Wi-Fi HaLow — The Latest Wireless Standard for IoT Applications
The internet has become an indispensable part of our daily lives, and Wi-Fi plays a crucial role in keeping us connected for communication, streaming, gaming, and more. As our needs have grown, Wi-Fi has evolved to meet the demands. However, with the rise of IoT and M2M applications, there’s a need to reshape Wi-Fi, giving rise to Wi-Fi HaLow (IEEE 802.11ah), the latest wireless standard designed specifically for IoT.
Wi-Fi HaLow operates on low power, covers longer distances and can penetrate walls effectively, making it a perfect fit for smart homes, industrial markets and smart cities. Its lower power consumption also makes it ideal for wearable devices, factory automation and various IoT/IIoT devices.
In this blog, we will explore the advantages of adopting Wi-Fi HaLow, conduct a comparative analysis of RF connectivity with Wi-Fi HaLow and examine the diverse applications where Wi-Fi HaLow excels.
══════
Instruction 1
Translate this sentence from the Wi-Fi HaLow text into Spanish: "Wi-Fi HaLow operates on low power, covers longer distances and can penetrate walls effectively, making it a perfect fit for smart homes, industrial markets and smart cities."
Instruction 2
Answer these questions using the Wi-Fi HaLow text:
(a) What IEEE designation is given for Wi-Fi HaLow?
(b) Which three kinds of devices does the text say Wi-Fi HaLow's lower power consumption makes it ideal for?
(c) What comparative analysis does the blog say it will conduct?

Saved data entries:
══════
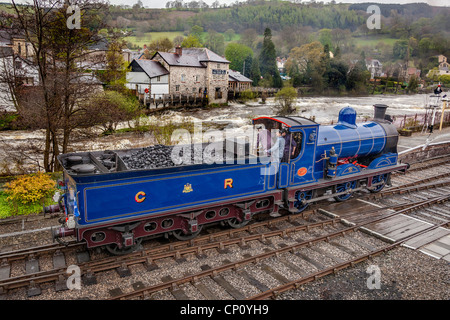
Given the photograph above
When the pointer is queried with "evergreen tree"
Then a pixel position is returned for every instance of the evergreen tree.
(255, 73)
(267, 60)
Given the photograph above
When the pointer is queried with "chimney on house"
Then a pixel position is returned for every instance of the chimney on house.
(179, 50)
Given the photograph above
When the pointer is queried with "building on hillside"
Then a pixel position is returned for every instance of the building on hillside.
(281, 65)
(238, 82)
(375, 68)
(150, 75)
(412, 72)
(17, 42)
(196, 71)
(444, 67)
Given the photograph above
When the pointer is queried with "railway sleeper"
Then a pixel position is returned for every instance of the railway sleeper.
(125, 238)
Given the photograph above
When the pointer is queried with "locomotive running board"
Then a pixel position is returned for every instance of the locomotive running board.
(335, 181)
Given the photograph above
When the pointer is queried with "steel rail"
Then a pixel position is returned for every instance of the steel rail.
(257, 258)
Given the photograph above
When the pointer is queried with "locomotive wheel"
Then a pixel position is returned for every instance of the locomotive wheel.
(180, 235)
(114, 249)
(381, 178)
(301, 196)
(344, 187)
(234, 223)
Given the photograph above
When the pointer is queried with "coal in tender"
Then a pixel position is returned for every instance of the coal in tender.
(161, 156)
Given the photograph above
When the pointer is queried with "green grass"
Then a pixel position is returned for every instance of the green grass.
(5, 207)
(372, 41)
(152, 36)
(8, 209)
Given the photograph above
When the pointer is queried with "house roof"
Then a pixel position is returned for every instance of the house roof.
(237, 76)
(191, 57)
(151, 67)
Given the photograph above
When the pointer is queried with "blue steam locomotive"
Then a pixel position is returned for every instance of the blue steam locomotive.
(108, 204)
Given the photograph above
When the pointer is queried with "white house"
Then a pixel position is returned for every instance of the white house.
(148, 74)
(375, 67)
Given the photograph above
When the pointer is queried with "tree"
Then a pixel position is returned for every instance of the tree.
(215, 42)
(229, 34)
(400, 49)
(53, 105)
(267, 60)
(309, 53)
(337, 74)
(413, 84)
(191, 42)
(197, 32)
(163, 44)
(116, 66)
(255, 73)
(237, 54)
(112, 107)
(286, 98)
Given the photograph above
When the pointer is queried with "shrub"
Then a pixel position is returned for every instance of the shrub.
(27, 191)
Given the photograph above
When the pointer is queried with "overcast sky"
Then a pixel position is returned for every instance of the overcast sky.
(162, 3)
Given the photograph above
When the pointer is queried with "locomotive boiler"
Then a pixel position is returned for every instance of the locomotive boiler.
(113, 202)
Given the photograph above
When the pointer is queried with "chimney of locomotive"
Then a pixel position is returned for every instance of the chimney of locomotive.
(380, 112)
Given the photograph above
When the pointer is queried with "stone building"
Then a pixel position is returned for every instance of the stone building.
(150, 75)
(196, 71)
(238, 82)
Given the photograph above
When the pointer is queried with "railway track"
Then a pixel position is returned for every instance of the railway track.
(215, 273)
(195, 247)
(33, 278)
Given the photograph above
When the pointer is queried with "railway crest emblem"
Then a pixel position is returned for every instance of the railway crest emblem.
(187, 188)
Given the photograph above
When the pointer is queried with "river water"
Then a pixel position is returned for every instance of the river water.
(234, 117)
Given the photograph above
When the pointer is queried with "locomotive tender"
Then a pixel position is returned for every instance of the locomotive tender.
(107, 204)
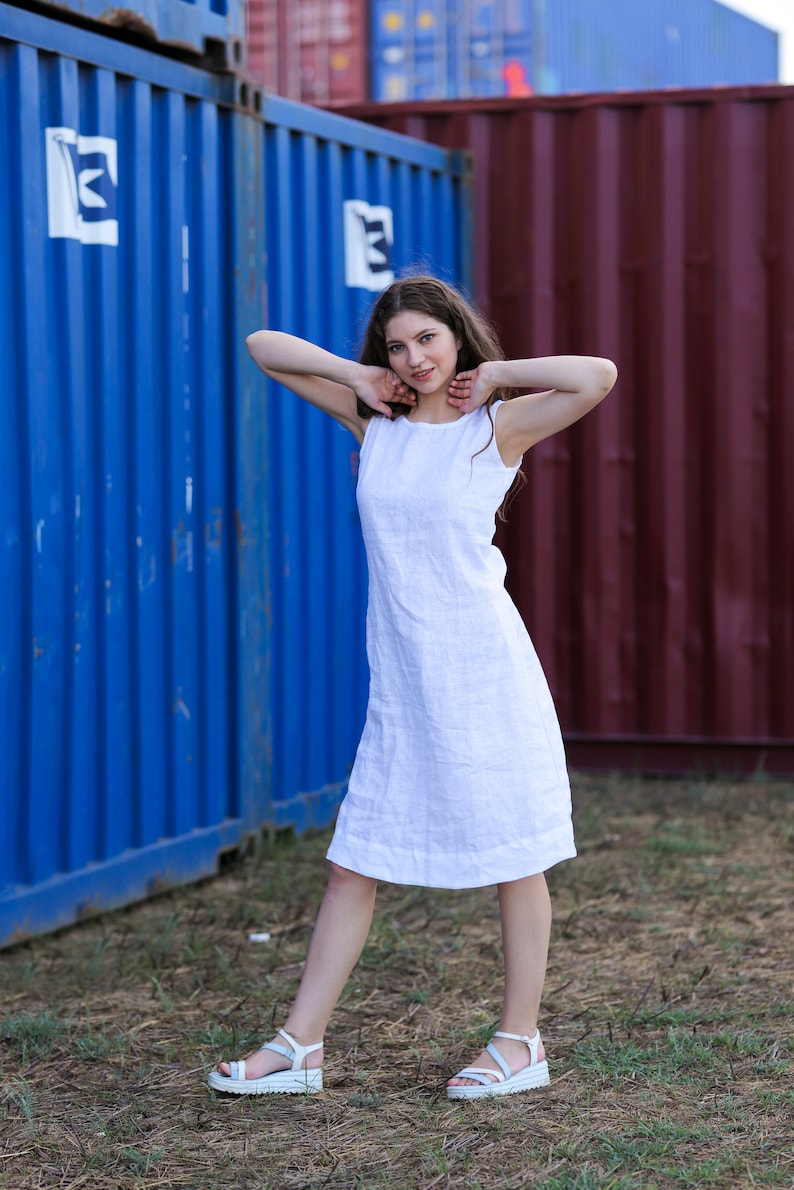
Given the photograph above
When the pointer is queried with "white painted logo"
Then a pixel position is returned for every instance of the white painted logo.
══════
Written solution 1
Wi-Fi HaLow funciona con bajo consumo de energía, cubre distancias más largas y puede atravesar paredes de manera eficaz, lo que lo convierte en la opción perfecta para hogares inteligentes, mercados industriales y ciudades inteligentes.

Written solution 2
(a) IEEE 802.11ah
(b) Wearable devices, factory automation and various IoT/IIoT devices
(c) A comparative analysis of RF connectivity with Wi-Fi HaLow